▸ Отрывок
---*---

Но есть еще одно развитие мистического видения Франциска — в немецкой "схоластической" мистике XIII-XIV веков. В частности, у Мейстера Экхарта. Это — встраивание живой жизни в боге (= божьем мире) в рамки теоретико-подобной схемы. Как бы убиение живого научения жить-видеть. И потому это, на мой нынешний взгляд, — тупик живой мысли Франциска. Но полноты ради и эту линию следует тоже представить.
Мейстер Экхарт (XIII-XIV век). "Проповеди и рассуждения".
Конечная цель мистика — постижение бога, но такое постижение, которое нельзя перевести в зрительные образы, как мрак, в слуховые, как молчание. Иначе говоря, постижение мистического Ничто, невыразимого, неизрекаемого. Ситуация, в которой пребывает это Ничто, сливается с ним: "Только там, где нет ни "теперь", ни "иногда", где угасают все лики и различия, в глубоком молчании произносит бог свое слово". Это граница мистического созерцания, за которую хода нет. В этой точке кончается деятельная рецептурная операциональность. Статически расслабленное состояние души как предел динамически-напряженных исканий, завершившихся в благодати, которая "не действует... не совершает никакого дела, она слишком благородна для этого. Действие так же далеко от нее, как небо от земли". Жизненный жест-поступок исключен. Чистое медитативное созерцание. Безвидная педагогика немоты.
Но этому состоянию предшествует действие. Однако действие совсем иного свойства — абсолютно не связанное с операциональностью. Дело души. Тогда понятна мистическая молитва вроде "Дай нам, бог, так томиться по Господу, чтобы это заставило его самого родиться в нас". Она предполагает два встречных движения: бога к человеку и наоборот.
Поскольку бог — невыразимое Ничто, постольку все устремления человека, томящегося по богу, могут быть определены лишь отрицательно: "Что бы ни писали мудрецы о высоте неба, малейшие силы моей души выше всякого неба. Не говорю о разуме, он дальше всякой дали". Два встречных движения по тропе бог — человек утверждают: бог — конец мистических действований, он же — их начало. Он может быть развернут во все сотворенное, в том числе и в человека, носящего в себе бога. Начало этого обратного хода (действует бог) отмечено так: "Среди молчания было во мне сказано сокровенное слово".
Но только два пути одновременно и возможны: "Выйди же ради бога из самого себя, чтобы ради тебя бог сделал то же. Когда выйдут оба, — то, что останется, будет нечто единое и простое".

---*---

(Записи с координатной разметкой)
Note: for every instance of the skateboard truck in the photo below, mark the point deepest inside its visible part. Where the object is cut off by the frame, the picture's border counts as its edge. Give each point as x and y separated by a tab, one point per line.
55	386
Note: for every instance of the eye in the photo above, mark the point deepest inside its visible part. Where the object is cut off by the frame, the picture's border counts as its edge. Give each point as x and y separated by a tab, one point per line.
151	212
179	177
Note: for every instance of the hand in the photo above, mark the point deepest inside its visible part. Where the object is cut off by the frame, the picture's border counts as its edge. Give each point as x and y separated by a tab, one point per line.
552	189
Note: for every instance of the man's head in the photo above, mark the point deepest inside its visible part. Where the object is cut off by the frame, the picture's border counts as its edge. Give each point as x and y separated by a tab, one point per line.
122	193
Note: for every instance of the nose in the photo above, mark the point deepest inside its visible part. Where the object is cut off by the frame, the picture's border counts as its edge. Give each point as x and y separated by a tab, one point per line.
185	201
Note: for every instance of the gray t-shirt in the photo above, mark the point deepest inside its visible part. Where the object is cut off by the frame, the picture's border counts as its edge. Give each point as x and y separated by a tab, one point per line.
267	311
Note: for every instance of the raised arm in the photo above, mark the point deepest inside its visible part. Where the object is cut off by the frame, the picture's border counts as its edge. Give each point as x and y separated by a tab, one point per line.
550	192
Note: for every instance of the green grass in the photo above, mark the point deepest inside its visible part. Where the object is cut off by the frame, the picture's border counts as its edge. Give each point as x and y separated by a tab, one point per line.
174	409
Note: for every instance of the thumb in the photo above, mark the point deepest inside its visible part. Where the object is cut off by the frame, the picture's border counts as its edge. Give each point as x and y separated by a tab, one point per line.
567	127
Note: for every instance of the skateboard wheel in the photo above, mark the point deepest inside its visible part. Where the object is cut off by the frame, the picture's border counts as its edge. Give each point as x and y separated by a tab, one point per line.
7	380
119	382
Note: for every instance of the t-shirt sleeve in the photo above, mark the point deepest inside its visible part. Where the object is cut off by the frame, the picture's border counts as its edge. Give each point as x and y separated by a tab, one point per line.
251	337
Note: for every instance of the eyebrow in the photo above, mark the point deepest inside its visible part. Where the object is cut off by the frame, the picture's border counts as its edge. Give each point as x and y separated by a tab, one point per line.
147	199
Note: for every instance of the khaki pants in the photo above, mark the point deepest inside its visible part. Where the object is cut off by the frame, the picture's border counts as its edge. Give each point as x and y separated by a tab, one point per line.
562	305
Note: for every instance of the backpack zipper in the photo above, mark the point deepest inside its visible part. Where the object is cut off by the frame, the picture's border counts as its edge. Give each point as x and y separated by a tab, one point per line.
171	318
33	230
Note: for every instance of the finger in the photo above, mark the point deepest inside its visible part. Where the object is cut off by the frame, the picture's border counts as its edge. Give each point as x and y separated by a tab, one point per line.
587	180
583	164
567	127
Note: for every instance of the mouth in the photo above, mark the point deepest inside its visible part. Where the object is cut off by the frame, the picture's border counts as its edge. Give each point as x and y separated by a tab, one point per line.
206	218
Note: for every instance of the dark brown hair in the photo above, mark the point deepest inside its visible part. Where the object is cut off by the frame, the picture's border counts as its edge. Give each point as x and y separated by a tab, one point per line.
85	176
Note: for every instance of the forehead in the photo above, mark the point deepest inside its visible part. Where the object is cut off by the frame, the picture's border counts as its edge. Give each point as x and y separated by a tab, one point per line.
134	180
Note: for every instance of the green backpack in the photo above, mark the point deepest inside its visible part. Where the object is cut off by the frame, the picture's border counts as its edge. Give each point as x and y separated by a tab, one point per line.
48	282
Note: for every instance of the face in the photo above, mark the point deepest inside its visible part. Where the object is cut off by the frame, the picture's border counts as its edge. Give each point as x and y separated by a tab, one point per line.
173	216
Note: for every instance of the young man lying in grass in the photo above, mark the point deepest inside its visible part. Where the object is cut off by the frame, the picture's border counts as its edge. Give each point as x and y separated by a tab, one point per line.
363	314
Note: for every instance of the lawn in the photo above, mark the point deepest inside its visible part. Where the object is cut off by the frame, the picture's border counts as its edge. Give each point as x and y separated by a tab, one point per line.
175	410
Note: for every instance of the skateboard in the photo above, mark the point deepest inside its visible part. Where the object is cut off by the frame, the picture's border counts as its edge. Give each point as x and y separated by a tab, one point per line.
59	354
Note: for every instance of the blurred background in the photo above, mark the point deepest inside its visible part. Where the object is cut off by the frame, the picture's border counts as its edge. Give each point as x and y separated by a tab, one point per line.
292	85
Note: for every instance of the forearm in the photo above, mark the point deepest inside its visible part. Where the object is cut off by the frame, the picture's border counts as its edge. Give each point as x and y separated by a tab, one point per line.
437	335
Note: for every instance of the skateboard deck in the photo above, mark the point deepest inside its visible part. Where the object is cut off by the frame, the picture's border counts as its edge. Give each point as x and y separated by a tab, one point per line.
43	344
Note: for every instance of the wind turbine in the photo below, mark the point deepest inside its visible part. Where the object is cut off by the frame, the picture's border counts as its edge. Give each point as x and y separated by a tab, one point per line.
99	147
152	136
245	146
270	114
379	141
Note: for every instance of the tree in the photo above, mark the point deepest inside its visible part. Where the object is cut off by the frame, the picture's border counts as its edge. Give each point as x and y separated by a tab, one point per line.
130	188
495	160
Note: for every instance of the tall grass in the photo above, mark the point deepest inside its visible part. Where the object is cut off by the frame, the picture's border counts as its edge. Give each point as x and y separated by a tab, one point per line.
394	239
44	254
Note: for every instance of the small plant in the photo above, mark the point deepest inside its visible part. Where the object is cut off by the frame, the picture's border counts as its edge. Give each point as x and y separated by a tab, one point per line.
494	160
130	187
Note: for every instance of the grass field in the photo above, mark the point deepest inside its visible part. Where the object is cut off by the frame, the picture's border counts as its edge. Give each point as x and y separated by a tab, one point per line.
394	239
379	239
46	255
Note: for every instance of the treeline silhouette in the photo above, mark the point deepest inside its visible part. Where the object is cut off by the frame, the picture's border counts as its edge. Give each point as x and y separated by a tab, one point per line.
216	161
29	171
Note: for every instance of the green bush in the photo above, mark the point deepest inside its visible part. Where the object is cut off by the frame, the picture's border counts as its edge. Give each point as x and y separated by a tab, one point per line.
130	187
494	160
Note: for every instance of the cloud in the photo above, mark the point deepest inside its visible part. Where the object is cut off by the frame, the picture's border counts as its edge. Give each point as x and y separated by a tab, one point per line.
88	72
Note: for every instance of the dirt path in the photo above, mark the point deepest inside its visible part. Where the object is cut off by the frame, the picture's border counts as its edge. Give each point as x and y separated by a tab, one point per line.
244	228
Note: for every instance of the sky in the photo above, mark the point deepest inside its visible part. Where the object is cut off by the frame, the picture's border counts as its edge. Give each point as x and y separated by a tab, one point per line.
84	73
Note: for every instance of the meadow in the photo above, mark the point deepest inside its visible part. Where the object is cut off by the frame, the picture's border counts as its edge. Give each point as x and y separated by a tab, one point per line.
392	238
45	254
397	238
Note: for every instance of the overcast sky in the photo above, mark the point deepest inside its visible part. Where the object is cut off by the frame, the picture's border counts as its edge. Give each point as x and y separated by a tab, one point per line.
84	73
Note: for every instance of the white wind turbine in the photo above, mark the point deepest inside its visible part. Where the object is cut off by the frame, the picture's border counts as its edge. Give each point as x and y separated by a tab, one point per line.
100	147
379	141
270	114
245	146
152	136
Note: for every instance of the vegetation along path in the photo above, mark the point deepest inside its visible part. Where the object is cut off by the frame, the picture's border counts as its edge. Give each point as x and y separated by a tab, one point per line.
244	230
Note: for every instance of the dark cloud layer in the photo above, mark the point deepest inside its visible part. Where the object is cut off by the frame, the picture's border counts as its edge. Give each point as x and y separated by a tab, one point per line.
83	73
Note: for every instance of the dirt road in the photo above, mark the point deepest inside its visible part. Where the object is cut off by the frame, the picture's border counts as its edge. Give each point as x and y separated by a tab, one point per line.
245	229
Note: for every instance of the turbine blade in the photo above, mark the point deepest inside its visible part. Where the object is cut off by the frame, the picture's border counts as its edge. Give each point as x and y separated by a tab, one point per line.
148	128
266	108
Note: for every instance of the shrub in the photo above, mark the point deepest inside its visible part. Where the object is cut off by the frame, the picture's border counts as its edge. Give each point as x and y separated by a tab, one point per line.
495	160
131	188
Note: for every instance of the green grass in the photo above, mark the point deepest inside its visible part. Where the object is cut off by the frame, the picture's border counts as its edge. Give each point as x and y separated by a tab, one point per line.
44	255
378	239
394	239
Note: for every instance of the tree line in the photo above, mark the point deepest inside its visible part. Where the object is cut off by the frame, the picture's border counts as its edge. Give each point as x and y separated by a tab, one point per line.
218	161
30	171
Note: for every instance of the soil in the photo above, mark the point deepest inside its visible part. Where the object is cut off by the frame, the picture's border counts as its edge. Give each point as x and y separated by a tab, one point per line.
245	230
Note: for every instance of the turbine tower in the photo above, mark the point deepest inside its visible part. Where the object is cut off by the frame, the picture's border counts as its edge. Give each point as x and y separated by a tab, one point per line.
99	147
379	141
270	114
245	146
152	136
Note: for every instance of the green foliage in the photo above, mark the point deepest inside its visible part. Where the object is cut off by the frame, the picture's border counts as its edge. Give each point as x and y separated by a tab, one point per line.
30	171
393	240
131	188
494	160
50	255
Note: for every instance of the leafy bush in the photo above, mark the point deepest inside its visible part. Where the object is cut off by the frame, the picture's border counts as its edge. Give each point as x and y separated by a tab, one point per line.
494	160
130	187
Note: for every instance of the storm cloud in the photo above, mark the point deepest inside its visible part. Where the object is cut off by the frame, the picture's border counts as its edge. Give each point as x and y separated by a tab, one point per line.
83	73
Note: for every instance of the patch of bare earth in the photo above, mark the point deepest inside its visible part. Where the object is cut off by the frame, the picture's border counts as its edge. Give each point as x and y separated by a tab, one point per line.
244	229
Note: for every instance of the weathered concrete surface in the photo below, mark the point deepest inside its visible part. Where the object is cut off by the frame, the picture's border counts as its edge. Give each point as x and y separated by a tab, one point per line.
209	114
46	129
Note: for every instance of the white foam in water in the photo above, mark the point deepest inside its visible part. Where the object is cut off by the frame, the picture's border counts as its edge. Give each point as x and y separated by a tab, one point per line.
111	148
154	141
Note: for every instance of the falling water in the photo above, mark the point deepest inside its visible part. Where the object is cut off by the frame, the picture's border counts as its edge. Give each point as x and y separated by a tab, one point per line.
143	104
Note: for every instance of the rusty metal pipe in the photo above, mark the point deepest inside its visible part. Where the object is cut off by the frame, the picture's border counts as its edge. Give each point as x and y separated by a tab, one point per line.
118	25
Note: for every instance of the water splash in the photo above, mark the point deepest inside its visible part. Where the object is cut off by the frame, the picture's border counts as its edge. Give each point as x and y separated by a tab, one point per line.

---*---

▸ Что сделать
Напишите, пожалуйста, продолжение отрывка о мистике Мейстера Экхарта, начиная сразу после его последней фразы.

▸ Результат задания
Какова же вещь, сотворенная богом и потому божественная, но и отяжеленная грубой телесностью и потому духовная не вполне? "Сокровеннейшая природа всякого злака предполагает пшеницу, всякой руды — золото, всякое рождение имеет целью человека". Возможность чудодейственного преображения выявление смысла — и есть оправдание тварного бытия. Но для этого следует отринуть порчу на пути к субстанциальной форме. Сущность воспринимается как целостность. Целостность же у Экхарта исключает образ. Поэтому путь мистика — это путь от образа к безобразности, от вещи к духу, от зримого, слышимого, осязаемого к бесплотному, данному вне ощущений. Иначе говоря, освобождение "от всех вещей, ибо противно богу творчество в образах". Это и запечатлено в мистическом рецепте: "...беги суеты внешних дел, беги и скройся от бурь внешних дел..." Отвердевание жизни. Статический чертеж остановленного действия. Эксцентрик Франциск, втиснутый в рамку, — спящий жонглер бога...
Бог — тварь, дух — тело, безобразность — образ. Всё это равновесомые антиподы. Но лишь постольку равновелики, поскольку и тело, и порча этого тела — тоже духовны. Причем именно антитеза (не сумма антитез!) одна-единственная, каждая, больше того: крупица ее — равна всей тезе-богу. Равна, но как? Мистический рационализм Роджера Бэкона — отсылаю к цитированному мною отрывку из алхимического его трактата о мерах совершенства разных металлов в моей книге "Алхимия как феномен средневековой культуры" — настаивал на том, что все несовершенные металлы лишь в сумме, может быть, равны золоту — не по знаку, а по абсолютной величине. Не то у Экхарта: "Малейший образ твари, который ты создаешь в себе, так же велик, как бог". Почему? Потому что он отнимает у тебя целого бога.
Дух всесилен, но и хрупок. Остановка в различающем движении мысли невозможна. Бог не дробим. Движение до конца закрепляется жестким нравственным запретом. "Господь говорит каждой любящей душе: "Я был ради вас человеком, если вы не станете ради меня богами, то будете ко мне несправедливыми". Дуализм снят в Иисусе Христе — богочеловеке. Он должен быть преодолен во второй раз — пусть чудодейственно — в человекобоге.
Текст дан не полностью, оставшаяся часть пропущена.